(Linhas do conjunto de dados)

• • •

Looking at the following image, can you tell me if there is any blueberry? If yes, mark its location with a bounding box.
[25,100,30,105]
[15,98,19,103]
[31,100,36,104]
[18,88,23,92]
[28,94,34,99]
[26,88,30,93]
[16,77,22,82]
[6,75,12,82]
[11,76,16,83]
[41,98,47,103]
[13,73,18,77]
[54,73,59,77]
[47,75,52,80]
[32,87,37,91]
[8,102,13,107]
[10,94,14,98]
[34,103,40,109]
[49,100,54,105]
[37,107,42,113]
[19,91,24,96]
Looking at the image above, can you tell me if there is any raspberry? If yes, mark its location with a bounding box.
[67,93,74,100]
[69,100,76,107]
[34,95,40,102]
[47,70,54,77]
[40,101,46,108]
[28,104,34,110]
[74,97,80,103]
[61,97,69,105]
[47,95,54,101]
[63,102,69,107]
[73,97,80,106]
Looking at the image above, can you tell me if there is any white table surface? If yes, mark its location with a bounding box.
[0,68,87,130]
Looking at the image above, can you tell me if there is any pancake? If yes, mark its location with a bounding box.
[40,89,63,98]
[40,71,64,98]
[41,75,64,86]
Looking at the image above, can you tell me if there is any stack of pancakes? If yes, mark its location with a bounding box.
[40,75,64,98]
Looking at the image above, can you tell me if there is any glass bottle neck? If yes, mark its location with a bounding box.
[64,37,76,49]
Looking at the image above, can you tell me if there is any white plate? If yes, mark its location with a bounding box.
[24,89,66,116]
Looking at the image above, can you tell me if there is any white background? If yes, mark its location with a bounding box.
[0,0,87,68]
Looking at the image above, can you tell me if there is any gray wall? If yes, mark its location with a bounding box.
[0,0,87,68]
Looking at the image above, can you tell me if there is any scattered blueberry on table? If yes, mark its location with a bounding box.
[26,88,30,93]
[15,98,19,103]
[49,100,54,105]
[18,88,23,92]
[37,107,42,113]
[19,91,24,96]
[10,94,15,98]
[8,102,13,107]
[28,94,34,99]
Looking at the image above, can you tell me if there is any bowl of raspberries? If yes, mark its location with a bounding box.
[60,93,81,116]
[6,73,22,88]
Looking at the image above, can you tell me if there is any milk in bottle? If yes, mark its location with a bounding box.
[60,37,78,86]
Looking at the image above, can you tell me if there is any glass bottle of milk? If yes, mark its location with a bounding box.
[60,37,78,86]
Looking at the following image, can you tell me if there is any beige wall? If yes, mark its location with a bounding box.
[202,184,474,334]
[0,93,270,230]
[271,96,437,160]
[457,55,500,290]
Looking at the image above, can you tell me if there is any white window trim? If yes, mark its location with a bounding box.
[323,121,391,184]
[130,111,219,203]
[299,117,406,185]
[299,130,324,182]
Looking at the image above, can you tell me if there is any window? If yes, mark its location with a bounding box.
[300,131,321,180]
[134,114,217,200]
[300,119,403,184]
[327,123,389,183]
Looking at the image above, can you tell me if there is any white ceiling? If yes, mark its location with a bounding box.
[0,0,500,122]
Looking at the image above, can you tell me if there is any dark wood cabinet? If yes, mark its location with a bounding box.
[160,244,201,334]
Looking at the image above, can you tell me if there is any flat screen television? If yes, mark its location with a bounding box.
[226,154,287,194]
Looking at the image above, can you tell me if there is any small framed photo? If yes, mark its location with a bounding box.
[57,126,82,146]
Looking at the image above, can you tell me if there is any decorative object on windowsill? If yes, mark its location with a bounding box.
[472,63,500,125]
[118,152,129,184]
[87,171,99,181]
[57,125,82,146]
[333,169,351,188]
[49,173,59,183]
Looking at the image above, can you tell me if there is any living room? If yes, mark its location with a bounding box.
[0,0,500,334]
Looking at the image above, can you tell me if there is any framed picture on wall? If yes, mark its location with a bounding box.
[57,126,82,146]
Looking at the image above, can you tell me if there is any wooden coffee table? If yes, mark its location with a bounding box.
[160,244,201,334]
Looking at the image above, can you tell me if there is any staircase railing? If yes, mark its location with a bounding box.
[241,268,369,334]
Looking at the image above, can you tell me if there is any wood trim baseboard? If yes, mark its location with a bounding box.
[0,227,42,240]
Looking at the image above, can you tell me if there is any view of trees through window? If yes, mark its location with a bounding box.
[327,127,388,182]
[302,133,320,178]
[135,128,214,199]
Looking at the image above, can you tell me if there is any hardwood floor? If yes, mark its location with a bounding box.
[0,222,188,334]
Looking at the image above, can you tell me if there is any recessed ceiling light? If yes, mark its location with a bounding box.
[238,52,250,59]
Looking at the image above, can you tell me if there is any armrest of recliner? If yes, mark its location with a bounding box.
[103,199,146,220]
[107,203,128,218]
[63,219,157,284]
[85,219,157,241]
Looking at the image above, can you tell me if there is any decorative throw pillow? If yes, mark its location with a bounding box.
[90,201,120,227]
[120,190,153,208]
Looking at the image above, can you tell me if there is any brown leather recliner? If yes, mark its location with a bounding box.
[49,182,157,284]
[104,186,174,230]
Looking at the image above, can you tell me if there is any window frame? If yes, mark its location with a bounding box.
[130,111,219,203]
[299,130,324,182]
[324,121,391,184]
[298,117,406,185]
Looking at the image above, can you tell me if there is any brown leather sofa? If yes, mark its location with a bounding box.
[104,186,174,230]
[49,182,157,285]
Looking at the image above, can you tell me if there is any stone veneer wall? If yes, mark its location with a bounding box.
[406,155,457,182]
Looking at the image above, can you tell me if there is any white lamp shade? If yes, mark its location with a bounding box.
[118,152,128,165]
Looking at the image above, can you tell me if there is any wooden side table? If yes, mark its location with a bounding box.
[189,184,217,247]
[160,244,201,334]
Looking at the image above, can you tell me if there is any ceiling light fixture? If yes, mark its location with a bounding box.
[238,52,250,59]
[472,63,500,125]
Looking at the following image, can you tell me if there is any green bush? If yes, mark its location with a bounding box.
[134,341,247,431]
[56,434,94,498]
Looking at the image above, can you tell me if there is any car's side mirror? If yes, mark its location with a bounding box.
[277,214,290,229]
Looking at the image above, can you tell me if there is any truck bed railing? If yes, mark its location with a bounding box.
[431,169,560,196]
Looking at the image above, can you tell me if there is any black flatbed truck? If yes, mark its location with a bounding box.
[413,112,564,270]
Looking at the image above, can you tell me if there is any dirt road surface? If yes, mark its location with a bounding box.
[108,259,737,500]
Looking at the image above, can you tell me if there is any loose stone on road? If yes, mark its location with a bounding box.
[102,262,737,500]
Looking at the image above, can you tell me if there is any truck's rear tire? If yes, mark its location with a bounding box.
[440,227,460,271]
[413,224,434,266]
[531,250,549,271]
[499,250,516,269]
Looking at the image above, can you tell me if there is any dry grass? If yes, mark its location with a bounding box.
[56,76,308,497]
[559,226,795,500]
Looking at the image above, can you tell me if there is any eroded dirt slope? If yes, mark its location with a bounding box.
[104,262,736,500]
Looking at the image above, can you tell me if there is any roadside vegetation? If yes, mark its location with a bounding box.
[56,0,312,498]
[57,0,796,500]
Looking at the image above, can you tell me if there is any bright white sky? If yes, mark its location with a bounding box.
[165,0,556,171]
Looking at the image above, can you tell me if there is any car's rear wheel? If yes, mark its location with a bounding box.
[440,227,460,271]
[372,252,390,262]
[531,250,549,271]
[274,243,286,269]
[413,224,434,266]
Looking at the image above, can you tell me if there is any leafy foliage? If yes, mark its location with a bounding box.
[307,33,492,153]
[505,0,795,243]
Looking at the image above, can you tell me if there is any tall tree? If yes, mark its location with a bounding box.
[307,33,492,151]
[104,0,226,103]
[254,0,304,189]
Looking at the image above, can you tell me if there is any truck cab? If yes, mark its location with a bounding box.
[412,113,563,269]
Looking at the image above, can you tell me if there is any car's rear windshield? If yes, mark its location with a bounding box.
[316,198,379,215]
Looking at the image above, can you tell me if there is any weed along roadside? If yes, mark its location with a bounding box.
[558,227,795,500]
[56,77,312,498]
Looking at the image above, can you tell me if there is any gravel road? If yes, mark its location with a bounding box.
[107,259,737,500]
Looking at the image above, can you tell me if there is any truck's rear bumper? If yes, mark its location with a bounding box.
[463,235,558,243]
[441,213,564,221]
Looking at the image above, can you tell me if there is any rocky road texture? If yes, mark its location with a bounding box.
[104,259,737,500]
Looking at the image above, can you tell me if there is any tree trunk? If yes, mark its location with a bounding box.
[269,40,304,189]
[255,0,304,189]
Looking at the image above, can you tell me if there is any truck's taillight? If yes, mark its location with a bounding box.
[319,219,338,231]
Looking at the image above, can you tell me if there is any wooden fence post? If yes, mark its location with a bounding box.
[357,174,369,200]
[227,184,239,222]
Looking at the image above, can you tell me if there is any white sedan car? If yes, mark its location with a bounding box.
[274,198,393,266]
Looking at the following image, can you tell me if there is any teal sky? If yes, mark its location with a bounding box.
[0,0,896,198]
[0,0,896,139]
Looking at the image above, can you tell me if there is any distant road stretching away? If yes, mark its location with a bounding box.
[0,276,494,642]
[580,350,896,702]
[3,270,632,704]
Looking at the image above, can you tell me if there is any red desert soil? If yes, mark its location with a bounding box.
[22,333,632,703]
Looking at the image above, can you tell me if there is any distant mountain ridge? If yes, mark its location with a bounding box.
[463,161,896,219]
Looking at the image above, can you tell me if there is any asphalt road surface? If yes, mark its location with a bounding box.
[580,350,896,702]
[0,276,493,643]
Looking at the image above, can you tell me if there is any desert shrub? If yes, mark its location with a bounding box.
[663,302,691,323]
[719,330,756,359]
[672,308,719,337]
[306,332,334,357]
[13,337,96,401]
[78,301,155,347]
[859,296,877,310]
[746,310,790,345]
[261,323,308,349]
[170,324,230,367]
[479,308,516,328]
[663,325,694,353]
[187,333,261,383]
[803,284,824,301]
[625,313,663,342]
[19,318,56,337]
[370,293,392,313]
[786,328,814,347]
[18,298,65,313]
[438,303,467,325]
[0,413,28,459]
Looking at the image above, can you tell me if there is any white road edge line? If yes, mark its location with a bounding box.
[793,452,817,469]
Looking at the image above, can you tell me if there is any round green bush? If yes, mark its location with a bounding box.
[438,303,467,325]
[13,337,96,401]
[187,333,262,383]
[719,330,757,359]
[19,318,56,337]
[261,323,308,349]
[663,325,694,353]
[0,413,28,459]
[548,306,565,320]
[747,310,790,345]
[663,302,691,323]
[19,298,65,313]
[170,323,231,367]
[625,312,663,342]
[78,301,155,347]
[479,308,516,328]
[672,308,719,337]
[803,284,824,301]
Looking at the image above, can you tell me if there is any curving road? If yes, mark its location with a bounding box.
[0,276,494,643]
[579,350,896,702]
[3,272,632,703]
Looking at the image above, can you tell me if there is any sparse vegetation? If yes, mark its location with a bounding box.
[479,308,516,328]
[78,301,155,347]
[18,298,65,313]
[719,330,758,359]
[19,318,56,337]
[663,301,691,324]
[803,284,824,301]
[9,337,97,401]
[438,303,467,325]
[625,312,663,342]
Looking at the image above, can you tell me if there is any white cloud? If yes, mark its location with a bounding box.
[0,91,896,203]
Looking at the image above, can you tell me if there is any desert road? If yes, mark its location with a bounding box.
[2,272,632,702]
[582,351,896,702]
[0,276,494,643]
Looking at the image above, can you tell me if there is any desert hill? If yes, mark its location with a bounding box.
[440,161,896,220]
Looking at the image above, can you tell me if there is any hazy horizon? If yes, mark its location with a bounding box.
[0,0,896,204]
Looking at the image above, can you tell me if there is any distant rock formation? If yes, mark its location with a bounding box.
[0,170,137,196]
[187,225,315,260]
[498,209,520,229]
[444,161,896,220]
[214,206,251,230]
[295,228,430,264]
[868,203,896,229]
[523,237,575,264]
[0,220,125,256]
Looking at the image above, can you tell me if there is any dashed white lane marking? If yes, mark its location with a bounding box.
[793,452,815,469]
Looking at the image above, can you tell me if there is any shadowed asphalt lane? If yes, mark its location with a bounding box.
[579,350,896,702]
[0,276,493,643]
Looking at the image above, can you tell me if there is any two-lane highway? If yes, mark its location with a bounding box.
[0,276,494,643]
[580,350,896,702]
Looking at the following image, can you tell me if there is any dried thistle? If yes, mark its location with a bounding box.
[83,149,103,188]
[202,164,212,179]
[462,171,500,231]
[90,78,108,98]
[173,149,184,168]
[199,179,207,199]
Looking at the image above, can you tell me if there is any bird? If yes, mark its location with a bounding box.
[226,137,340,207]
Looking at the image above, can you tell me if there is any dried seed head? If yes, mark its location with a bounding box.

• • •

▶ _Enunciado_:
Reproduza sem nenhuma alteração as linhas dos registros acima, começando na que contém "is any eroded" e terminando na que contém "[254,0,304,189]", com as duas incluídas.

▶ _Resultado do exercício_:
Looking at the image above, can you tell me if there is any eroded dirt slope? If yes, mark its location with a bounding box.
[104,262,736,500]
Looking at the image above, can you tell me if there is any roadside vegetation? If yes, mark its location with a bounding box.
[56,0,312,498]
[57,0,796,500]
Looking at the image above, can you tell me if there is any bright white sky? If yes, mark its location with a bounding box.
[165,0,556,171]
Looking at the image above, can you tell me if there is any car's rear wheel? If yes, mark its location with a bounding box.
[440,227,460,271]
[372,252,390,262]
[531,250,549,271]
[274,243,286,269]
[413,224,434,266]
Looking at the image above, can you tell me if there is any leafy foliage? If yes, mark its location with a bounding box.
[307,33,492,153]
[505,0,795,243]
Looking at the image above, can you tell me if there is any tall tree? If yes, mark its location with a bounding box.
[307,33,492,151]
[104,0,226,103]
[254,0,304,189]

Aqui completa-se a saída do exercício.